§ **GIVEN PROBLEM**
Render the listing below as a Markdown table with the columns Row and Line, beginning at the first line of the listing and stopping after the line that contains "[(120, 208), (197, 278), (84, 167)]". Leave out blank lines.

Pointing records
* * * * * * *

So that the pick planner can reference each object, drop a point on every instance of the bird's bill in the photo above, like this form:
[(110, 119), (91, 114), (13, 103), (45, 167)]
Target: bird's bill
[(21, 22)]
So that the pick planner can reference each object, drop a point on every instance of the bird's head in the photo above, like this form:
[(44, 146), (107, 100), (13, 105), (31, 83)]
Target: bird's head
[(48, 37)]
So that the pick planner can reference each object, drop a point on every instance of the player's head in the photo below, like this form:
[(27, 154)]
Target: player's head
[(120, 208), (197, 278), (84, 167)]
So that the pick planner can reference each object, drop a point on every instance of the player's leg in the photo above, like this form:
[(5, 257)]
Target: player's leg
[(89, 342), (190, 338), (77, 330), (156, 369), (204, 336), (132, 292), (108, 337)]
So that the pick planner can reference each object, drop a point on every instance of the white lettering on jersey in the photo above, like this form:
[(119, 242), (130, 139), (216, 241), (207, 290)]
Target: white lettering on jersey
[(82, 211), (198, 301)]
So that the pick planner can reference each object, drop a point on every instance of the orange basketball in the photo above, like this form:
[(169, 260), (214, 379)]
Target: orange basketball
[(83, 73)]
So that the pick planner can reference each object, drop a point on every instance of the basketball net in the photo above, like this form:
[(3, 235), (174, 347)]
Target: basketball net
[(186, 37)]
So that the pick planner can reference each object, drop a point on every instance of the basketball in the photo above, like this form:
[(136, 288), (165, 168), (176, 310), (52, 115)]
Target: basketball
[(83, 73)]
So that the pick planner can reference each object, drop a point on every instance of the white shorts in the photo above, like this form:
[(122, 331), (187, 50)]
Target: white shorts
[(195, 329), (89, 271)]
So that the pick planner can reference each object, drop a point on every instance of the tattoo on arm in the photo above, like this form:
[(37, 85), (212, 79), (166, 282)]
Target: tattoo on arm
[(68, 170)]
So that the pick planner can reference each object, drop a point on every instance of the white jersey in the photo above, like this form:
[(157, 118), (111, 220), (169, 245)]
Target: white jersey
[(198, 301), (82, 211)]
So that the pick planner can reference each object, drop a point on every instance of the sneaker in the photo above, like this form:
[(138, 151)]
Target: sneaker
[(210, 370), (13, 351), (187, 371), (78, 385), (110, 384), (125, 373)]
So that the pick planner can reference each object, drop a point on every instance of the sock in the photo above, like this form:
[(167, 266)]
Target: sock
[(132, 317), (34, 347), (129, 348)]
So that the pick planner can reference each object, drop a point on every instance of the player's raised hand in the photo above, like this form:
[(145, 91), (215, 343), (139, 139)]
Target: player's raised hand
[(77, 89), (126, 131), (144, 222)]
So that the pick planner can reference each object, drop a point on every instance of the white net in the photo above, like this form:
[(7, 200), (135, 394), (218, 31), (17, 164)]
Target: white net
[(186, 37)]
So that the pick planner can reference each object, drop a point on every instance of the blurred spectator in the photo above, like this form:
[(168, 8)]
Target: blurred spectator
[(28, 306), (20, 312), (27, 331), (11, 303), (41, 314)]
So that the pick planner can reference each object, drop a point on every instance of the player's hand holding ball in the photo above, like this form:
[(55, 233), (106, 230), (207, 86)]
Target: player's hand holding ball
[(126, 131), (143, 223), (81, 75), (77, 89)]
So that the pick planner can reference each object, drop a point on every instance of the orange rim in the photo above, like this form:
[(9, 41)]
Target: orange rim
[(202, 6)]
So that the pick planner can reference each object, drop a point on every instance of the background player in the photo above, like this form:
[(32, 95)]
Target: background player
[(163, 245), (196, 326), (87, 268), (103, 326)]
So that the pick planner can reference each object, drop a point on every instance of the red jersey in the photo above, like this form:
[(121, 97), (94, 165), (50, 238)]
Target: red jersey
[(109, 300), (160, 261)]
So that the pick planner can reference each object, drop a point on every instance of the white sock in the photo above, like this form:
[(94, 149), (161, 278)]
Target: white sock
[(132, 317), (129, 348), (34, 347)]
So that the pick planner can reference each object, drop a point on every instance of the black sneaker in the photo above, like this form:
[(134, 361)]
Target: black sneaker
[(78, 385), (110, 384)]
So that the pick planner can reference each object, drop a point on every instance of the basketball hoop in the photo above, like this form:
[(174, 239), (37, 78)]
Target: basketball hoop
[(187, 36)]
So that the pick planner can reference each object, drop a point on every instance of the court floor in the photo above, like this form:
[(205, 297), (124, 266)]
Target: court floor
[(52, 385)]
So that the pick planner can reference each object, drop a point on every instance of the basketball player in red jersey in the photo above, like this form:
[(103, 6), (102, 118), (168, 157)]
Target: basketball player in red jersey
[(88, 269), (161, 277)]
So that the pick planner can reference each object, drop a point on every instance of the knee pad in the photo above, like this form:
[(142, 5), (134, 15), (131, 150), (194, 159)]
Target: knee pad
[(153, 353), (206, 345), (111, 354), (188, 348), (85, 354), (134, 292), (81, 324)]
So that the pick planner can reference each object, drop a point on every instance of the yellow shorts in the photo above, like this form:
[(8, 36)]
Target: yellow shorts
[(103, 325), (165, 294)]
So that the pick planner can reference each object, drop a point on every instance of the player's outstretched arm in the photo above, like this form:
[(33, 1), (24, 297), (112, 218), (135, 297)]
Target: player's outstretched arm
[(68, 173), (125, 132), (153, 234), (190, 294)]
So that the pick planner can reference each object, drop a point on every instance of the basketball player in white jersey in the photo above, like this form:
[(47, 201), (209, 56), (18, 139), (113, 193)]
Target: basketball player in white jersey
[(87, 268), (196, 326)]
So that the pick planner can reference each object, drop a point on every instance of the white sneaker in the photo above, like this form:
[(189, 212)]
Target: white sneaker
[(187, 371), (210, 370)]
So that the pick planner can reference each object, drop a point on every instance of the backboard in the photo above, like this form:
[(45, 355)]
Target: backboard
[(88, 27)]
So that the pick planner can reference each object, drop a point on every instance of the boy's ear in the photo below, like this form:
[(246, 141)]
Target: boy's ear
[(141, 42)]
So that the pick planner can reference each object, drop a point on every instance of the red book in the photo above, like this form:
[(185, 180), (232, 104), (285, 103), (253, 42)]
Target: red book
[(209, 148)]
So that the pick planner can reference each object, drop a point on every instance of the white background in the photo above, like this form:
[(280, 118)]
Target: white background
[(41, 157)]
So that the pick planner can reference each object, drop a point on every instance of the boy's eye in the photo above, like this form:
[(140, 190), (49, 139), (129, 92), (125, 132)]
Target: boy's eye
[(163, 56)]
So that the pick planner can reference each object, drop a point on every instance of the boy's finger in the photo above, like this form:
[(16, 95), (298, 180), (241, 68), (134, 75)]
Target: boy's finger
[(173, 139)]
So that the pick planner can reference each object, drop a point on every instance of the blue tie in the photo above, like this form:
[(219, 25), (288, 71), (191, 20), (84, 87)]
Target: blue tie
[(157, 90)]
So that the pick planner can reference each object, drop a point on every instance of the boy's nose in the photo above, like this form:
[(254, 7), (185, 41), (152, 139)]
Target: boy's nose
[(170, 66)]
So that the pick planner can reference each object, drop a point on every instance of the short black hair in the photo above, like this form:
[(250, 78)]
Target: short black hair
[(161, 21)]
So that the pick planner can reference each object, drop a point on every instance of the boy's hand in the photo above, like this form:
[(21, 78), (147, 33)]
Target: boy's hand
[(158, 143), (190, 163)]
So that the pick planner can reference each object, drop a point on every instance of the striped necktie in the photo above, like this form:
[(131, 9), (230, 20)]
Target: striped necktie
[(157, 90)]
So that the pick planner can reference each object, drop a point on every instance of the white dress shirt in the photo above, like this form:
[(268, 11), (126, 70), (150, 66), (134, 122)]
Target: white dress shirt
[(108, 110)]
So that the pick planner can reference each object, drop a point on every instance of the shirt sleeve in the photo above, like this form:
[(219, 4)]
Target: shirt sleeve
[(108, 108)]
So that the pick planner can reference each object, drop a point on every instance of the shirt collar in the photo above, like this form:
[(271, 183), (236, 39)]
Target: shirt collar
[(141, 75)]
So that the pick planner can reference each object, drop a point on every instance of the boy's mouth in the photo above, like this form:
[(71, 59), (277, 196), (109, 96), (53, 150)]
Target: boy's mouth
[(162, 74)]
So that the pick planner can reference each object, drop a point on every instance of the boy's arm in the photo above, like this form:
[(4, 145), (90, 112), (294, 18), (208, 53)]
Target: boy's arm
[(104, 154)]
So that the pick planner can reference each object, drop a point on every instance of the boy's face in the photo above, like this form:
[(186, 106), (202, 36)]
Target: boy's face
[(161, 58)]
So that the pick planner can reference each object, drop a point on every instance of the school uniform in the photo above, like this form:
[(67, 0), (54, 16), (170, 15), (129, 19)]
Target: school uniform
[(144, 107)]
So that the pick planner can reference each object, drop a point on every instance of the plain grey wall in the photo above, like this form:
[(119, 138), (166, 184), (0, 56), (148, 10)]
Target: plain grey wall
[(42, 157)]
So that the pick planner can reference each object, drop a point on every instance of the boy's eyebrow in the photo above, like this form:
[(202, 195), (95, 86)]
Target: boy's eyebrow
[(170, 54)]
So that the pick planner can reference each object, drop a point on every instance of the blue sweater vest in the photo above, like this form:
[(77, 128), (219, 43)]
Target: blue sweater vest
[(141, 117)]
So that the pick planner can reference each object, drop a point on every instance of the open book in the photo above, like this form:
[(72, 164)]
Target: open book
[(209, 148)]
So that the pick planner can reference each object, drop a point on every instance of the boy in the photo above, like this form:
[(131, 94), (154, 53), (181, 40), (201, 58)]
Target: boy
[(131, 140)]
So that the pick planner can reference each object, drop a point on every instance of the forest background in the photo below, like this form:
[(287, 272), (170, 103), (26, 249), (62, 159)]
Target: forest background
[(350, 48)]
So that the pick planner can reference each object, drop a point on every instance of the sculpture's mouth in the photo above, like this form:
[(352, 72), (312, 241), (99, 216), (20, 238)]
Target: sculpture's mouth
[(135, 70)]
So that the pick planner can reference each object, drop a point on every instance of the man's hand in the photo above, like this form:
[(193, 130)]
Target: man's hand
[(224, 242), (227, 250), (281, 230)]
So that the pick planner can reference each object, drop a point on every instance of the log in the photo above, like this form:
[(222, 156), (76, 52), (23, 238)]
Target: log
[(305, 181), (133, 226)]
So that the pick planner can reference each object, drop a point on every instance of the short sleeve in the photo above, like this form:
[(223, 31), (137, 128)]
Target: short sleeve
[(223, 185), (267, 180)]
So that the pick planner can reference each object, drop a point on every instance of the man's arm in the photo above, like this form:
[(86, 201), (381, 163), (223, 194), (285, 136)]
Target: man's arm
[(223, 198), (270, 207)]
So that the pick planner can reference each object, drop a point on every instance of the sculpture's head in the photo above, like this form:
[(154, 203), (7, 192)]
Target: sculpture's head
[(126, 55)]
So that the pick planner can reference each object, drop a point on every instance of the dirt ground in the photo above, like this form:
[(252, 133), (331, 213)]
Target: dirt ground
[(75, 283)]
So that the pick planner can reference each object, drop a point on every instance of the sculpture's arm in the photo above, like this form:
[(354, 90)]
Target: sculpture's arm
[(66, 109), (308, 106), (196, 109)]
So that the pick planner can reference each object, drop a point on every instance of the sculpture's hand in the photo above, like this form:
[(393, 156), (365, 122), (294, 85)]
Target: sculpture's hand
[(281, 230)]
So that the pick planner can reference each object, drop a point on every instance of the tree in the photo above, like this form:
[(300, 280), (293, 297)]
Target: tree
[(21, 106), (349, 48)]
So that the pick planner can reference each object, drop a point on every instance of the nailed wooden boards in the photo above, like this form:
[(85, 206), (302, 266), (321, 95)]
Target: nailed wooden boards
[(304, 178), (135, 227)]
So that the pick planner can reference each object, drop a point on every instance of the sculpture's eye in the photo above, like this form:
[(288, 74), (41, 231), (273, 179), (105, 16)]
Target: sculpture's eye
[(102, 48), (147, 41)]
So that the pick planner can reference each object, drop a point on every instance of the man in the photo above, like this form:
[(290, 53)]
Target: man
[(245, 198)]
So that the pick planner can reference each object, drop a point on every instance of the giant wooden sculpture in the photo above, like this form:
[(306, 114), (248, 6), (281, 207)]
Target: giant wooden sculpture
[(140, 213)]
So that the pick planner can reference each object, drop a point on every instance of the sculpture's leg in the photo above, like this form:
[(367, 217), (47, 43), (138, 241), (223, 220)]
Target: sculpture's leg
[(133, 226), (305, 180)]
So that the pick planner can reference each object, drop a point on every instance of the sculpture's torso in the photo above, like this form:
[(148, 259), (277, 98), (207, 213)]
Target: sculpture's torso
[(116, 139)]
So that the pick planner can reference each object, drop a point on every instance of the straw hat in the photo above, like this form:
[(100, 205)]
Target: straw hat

* * * * * * *

§ **RESULT OF THE EXERCISE**
| Row | Line |
|---|---|
| 1 | So that the pick planner can reference each object, drop a point on every instance of the bird's bill in the photo above, like this form: |
| 2 | [(110, 119), (91, 114), (13, 103), (45, 167)] |
| 3 | Target: bird's bill |
| 4 | [(21, 22)] |
| 5 | So that the pick planner can reference each object, drop a point on every instance of the bird's head in the photo above, like this form: |
| 6 | [(44, 146), (107, 100), (13, 105), (31, 83)] |
| 7 | Target: bird's head |
| 8 | [(48, 37)] |
| 9 | So that the pick planner can reference each object, drop a point on every instance of the player's head in the photo below, like this form: |
| 10 | [(27, 154)] |
| 11 | Target: player's head |
| 12 | [(120, 208), (197, 278), (84, 167)] |